▽

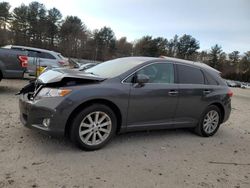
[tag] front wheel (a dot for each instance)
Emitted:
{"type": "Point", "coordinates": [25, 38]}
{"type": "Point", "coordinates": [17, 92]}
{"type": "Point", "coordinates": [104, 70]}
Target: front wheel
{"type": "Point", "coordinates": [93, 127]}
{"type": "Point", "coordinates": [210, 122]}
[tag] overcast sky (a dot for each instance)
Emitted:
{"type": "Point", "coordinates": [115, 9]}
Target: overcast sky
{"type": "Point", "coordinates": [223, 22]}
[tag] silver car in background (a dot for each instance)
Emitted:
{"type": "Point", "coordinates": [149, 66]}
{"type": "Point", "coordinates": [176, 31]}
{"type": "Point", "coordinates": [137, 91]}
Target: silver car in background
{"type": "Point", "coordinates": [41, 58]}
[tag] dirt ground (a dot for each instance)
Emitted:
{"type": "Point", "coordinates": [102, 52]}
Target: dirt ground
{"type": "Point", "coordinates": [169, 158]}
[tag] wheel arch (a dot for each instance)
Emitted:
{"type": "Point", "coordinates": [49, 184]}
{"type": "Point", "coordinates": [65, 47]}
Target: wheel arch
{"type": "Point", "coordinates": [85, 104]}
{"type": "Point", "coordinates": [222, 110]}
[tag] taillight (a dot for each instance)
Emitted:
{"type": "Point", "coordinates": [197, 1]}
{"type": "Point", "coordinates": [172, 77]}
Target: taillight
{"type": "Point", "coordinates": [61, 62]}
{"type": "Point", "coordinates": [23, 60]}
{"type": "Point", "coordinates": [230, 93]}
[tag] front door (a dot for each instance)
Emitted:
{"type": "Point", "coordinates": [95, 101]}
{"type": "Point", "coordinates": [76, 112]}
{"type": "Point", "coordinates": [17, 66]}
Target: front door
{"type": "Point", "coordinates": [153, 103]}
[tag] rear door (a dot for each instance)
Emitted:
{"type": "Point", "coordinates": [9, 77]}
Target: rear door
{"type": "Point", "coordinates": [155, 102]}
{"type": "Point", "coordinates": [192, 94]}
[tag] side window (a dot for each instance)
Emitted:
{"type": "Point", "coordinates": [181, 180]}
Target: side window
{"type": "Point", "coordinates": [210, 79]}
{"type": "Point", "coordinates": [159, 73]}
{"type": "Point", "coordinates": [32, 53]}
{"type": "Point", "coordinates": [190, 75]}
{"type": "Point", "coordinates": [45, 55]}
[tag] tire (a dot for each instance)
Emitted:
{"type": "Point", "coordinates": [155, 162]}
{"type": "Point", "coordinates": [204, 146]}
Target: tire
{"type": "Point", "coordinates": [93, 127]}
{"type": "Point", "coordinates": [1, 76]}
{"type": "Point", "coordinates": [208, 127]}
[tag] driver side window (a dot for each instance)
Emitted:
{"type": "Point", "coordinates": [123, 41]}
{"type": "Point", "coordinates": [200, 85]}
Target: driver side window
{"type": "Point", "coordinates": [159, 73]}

△

Exercise aim:
A line belongs in the answer if it contains the word "instance"; please copy each such line from the material.

Answer to the exercise:
[tag] front wheel (a dot for each instance)
[tag] overcast sky (a dot for each instance)
[tag] silver car in background (a dot for each instance)
[tag] dirt ground (a dot for each instance)
[tag] wheel arch (a dot for each instance)
[tag] taillight (a dot for each instance)
[tag] front door (a dot for each instance)
[tag] rear door (a dot for each instance)
[tag] side window (a dot for each instance)
[tag] tire (a dot for each instance)
[tag] driver side window (a dot for each instance)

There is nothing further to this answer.